Aufgaben »
**a.** Schreib aus dem Auszug über den Fluglärm in Sanaa alles von „In den letzten Tagen sind“ bis hinunter zu „Presseagentur auch missverstanden.“ wortgetreu ab.
**b.** Wandle die Datenzeilen in eine Markdown-Tabelle mit den Spalten „Nr.“ und „Zeile“ um, und zwar nur alles von der Zeile mit „of the wing“ bis hinunter zur letzten Datenzeile, beide eingeschlossen. Leerzeilen lässt du weg.

Auszug »
+ + + + +

Mittwoch, 10. November 2010

Fluglärm über Sanaa -- Wiederholt Schüsse in der Stadt

Seit Tagen ist verstärkter Fluglärm über Sanaa zu hören. Vorwiegend in der Morgendämmerung und am Abend nach Einbruch der Dunkelheit. Aus Sicherheitsgründen (?) fliegen die Maschienen ohne Positionslaternen. Ich kann mir nicht vorstellen, dass bei allen Flugzeugen die Lichter wegen eines technischen Defekts ausgefallen sind. Es ist sehr gespenstisch. Die Menschen hier sind nicht sehr darüber aufgeregt, sie sind es wahrscheinlich gewöhnt. In einigen Gebieten des nördlichen, südlichen und östlichen Jemen ist es in den letzten Wochen zu sehr starken kriegerischen Auseinandersetzungen zwischen Terroristen ( wie es die ofizielle Regierungsmeinung ist) und der nationalen Armee gekommen. Laut Presseberichten denken die Amerikaner nicht daran Militärhilfe zu leisten. Vor einigen Tagen ist ein grosses, viermotoriges Flugzeug der US Armee in Sanaa gelandet. Wahrscheinlich Hilfsgüter für in einigen Gegenden bombardierte Zivilisten. Zu sehen war das Flugzeug genau, da es knapp über der Stadt einflog.
In den letzten Tagen sind immer wieder kurze Gewehrsalven zu hören. Oder sind es Knallkörper anlässlich von Hochzeitsfeierlichkeiten? Zeitlich in der Früh? Heute Morgen zumindest habe ich kurz darauf  Sirenen von Einsatzfahrzeugen gehört. Vor einigen Tagen wurden, vom zuhilfegerufenen Militär (?)  Warnschüsse in die Luft abgegeben , da sich protestierende und vertriebene Strassenhändler weigerten erhöhte Gebühren (?) für ihre Strassenplätze zu bezahlen. Vielleicht habe ich aber diese Meldung der staatlichen Presseagentur auch missverstanden.

+ + + + +

Datenzeilen »
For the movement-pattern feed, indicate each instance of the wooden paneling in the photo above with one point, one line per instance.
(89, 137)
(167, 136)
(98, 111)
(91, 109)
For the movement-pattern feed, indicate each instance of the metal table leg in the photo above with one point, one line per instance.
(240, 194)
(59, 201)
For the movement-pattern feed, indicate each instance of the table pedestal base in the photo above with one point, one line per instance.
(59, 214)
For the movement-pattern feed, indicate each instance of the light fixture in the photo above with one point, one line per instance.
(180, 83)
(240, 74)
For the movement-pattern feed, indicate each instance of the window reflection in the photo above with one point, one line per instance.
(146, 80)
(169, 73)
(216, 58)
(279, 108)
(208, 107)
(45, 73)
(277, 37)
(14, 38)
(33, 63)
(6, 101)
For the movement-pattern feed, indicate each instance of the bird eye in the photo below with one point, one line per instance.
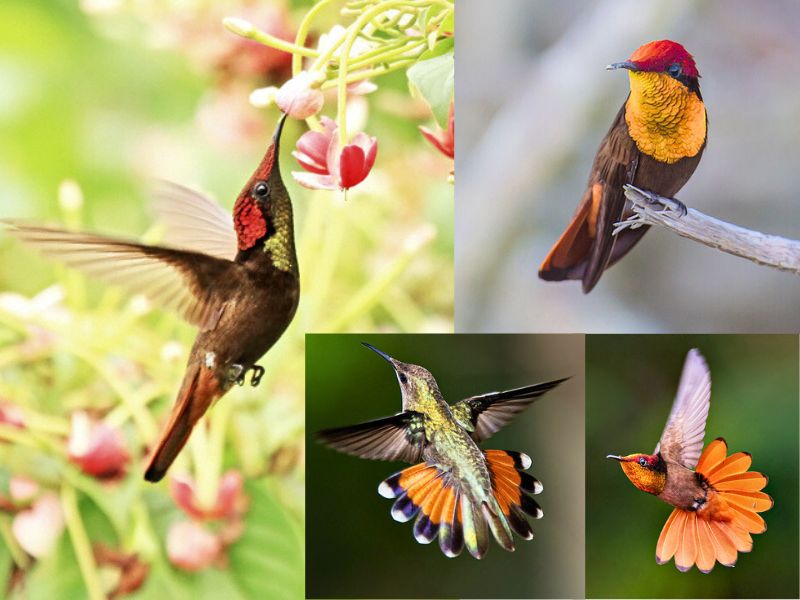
(261, 190)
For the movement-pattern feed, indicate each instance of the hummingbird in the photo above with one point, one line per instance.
(455, 490)
(716, 498)
(235, 278)
(654, 143)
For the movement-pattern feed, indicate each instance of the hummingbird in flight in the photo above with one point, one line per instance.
(235, 278)
(716, 498)
(655, 143)
(455, 490)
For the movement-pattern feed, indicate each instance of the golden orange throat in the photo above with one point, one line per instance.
(665, 119)
(645, 479)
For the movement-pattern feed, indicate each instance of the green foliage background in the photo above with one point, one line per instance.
(631, 382)
(355, 549)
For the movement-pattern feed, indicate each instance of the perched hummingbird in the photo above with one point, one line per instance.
(235, 279)
(716, 504)
(456, 490)
(654, 143)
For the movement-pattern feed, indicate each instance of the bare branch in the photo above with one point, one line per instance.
(761, 248)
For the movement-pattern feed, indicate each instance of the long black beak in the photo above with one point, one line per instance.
(276, 137)
(631, 66)
(380, 353)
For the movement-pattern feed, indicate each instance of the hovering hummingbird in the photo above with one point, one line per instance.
(455, 490)
(235, 279)
(717, 503)
(655, 143)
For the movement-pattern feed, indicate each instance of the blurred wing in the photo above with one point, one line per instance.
(682, 440)
(484, 415)
(399, 437)
(194, 221)
(188, 282)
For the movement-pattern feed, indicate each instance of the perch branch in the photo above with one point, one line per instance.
(761, 248)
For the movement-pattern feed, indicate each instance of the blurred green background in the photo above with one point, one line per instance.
(353, 546)
(534, 102)
(631, 382)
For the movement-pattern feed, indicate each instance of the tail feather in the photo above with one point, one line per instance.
(198, 390)
(451, 535)
(723, 526)
(445, 509)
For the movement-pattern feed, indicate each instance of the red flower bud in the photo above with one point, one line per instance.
(38, 528)
(191, 547)
(444, 141)
(97, 448)
(229, 502)
(329, 166)
(300, 97)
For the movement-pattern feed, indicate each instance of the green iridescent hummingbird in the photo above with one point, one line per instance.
(455, 490)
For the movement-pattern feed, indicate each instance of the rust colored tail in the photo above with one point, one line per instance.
(721, 527)
(198, 390)
(446, 508)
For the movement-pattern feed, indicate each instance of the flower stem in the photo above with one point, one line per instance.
(247, 30)
(81, 543)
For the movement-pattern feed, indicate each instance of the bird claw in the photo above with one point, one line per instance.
(237, 374)
(258, 373)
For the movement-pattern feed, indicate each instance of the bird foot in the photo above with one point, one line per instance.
(258, 373)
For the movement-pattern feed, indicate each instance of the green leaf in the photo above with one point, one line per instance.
(433, 78)
(448, 26)
(268, 560)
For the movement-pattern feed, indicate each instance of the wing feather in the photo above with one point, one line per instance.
(194, 221)
(682, 439)
(399, 437)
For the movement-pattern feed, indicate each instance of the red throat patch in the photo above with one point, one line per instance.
(656, 56)
(248, 219)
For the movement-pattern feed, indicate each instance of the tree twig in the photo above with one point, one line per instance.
(761, 248)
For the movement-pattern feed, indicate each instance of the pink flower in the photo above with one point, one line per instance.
(300, 97)
(38, 528)
(97, 448)
(444, 141)
(328, 166)
(229, 502)
(191, 547)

+ + + + +

Lösungen »
**a.**
In den letzten Tagen sind immer wieder kurze Gewehrsalven zu hören. Oder sind es Knallkörper anlässlich von Hochzeitsfeierlichkeiten? Zeitlich in der Früh? Heute Morgen zumindest habe ich kurz darauf  Sirenen von Einsatzfahrzeugen gehört. Vor einigen Tagen wurden, vom zuhilfegerufenen Militär (?)  Warnschüsse in die Luft abgegeben , da sich protestierende und vertriebene Strassenhändler weigerten erhöhte Gebühren (?) für ihre Strassenplätze zu bezahlen. Vielleicht habe ich aber diese Meldung der staatlichen Presseagentur auch missverstanden.

**b.**
| Nr. | Zeile |
|---|---|
| 1 | For the movement-pattern feed, indicate each instance of the wing feather in the photo above with one point, one line per instance. |
| 2 | (194, 221) |
| 3 | (682, 439) |
| 4 | (399, 437) |
| 5 | For the movement-pattern feed, indicate each instance of the red throat patch in the photo above with one point, one line per instance. |
| 6 | (656, 56) |
| 7 | (248, 219) |
| 8 | For the movement-pattern feed, indicate each instance of the tree twig in the photo above with one point, one line per instance. |
| 9 | (761, 248) |
| 10 | For the movement-pattern feed, indicate each instance of the pink flower in the photo above with one point, one line per instance. |
| 11 | (300, 97) |
| 12 | (38, 528) |
| 13 | (97, 448) |
| 14 | (444, 141) |
| 15 | (328, 166) |
| 16 | (229, 502) |
| 17 | (191, 547) |